━━━ Material provided

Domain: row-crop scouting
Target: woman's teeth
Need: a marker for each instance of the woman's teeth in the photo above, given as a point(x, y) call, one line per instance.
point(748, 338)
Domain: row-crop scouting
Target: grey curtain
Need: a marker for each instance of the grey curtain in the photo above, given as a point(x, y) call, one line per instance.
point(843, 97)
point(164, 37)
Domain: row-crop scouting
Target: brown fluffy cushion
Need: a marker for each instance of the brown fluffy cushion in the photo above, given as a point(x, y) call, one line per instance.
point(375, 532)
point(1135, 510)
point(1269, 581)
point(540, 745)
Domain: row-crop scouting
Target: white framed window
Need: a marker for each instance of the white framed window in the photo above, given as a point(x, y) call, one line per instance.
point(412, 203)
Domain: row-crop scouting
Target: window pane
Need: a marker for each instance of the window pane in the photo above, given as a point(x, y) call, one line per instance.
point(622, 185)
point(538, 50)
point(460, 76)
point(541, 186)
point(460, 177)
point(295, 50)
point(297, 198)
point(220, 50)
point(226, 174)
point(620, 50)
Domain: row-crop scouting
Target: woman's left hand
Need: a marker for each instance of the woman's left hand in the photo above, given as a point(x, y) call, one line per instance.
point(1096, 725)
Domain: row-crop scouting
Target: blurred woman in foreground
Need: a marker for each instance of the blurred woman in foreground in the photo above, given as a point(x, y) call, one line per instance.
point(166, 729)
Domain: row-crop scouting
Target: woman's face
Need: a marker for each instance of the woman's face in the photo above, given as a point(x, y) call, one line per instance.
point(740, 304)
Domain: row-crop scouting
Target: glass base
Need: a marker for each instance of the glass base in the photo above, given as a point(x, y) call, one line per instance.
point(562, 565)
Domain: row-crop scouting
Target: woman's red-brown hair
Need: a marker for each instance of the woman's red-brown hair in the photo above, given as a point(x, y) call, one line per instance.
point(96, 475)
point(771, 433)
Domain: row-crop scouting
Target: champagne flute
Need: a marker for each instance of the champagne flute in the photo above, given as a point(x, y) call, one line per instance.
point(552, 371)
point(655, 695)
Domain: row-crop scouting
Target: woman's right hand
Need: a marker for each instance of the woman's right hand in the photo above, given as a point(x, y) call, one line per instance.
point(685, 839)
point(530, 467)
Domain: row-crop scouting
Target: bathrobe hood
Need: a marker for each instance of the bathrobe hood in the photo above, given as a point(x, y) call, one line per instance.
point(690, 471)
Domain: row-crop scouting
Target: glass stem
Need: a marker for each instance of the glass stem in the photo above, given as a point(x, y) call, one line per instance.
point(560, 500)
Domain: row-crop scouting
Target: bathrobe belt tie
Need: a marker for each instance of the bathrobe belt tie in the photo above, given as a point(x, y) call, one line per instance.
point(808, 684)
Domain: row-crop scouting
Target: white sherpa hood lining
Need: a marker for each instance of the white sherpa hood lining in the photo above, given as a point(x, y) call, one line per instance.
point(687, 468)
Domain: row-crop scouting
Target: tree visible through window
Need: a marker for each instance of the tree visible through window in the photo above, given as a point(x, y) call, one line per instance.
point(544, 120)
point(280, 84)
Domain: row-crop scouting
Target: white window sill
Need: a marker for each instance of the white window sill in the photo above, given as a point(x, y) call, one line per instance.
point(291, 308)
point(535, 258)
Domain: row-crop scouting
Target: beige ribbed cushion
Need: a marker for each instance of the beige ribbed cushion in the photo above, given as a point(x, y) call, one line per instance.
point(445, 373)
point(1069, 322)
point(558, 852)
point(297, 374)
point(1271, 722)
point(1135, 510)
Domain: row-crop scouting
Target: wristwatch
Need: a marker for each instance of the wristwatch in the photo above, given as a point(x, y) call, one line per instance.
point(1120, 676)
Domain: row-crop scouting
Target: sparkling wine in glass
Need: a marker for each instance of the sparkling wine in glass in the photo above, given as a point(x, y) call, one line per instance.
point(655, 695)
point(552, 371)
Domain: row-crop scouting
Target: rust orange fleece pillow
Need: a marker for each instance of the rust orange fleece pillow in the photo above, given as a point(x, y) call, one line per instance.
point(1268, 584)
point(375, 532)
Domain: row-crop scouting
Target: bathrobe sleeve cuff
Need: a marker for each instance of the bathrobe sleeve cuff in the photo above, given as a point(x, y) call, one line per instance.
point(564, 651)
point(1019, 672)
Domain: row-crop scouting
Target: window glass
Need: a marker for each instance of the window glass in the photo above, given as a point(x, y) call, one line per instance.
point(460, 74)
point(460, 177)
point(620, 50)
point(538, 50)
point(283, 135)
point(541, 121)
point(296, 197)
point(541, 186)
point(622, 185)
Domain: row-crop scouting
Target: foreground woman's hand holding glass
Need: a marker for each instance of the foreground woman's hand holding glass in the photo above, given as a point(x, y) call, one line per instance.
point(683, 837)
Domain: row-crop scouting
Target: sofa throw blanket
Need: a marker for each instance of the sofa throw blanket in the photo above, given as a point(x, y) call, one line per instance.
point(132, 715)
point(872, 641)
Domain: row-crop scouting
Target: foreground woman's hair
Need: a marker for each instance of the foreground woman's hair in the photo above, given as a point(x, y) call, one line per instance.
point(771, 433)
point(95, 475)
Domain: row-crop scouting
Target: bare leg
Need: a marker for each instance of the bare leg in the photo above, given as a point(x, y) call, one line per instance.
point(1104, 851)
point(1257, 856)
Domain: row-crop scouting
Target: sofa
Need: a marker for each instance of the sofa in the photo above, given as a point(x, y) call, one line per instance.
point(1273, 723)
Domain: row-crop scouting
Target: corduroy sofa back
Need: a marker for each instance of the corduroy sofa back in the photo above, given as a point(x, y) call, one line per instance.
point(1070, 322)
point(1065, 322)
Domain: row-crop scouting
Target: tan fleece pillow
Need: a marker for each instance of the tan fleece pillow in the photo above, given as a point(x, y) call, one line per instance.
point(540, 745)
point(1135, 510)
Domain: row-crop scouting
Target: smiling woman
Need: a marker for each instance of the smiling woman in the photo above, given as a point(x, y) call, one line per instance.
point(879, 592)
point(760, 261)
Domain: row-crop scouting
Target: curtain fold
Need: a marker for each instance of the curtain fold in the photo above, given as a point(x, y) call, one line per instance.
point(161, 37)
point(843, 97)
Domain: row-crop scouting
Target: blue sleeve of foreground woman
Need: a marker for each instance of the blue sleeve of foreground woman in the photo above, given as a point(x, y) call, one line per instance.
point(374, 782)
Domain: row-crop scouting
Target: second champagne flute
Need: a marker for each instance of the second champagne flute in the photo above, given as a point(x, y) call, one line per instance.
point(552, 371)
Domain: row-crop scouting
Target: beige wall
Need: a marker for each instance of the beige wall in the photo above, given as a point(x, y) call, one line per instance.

━━━━━━

### Stated task
Print the items verbatim, from the start of the items through the line containing "point(562, 565)", with both ends included.

### Solution to the exercise
Domain: row-crop scouting
Target: woman's teeth
Need: a marker for each instance of the woman's teeth in the photo above, given as a point(x, y) call, one line per instance.
point(748, 338)
Domain: row-crop scouting
Target: grey curtain
Need: a marker for each instance of the grey curtain in the photo above, given as a point(x, y) call, one line per instance.
point(843, 97)
point(164, 37)
Domain: row-crop scouting
Target: brown fluffy cushion
Need: a marker for each instance of the brown fluffy cushion in the photo above, given as a point(x, y) call, one line per instance.
point(375, 532)
point(1135, 510)
point(1269, 581)
point(540, 745)
Domain: row-crop scouting
Target: white framed window
Need: a marker for each instance of the white framed window in the photo above, given as a point(x, y) call, one line per instance.
point(412, 203)
Domain: row-crop scouting
Target: window pane
Need: a marker for each instance of the window pane in the photo above, given as a point(x, y) call, one line per instance.
point(622, 185)
point(538, 50)
point(460, 76)
point(541, 186)
point(460, 177)
point(295, 50)
point(297, 198)
point(220, 50)
point(226, 174)
point(620, 50)
Domain: row-crop scouting
Target: woman's left hand
Need: a marker for each instance of the woman's left hand in the photo above, given as a point(x, y) call, one line per instance.
point(1096, 725)
Domain: row-crop scouting
Target: blurred woman in foreground
Need: a marker for each instance of the blurred woman in foreground in the photo above, given as a point(x, y) call, one line per instance.
point(166, 729)
Domain: row-crop scouting
Target: woman's face
Need: a marker for each instance of the woman's face in the photo above, given as a point(x, y) call, one line per instance.
point(740, 304)
Domain: row-crop scouting
Target: glass base
Need: a marker for each instance of the glass base in the photo above, given as a point(x, y) call, one line per instance.
point(562, 565)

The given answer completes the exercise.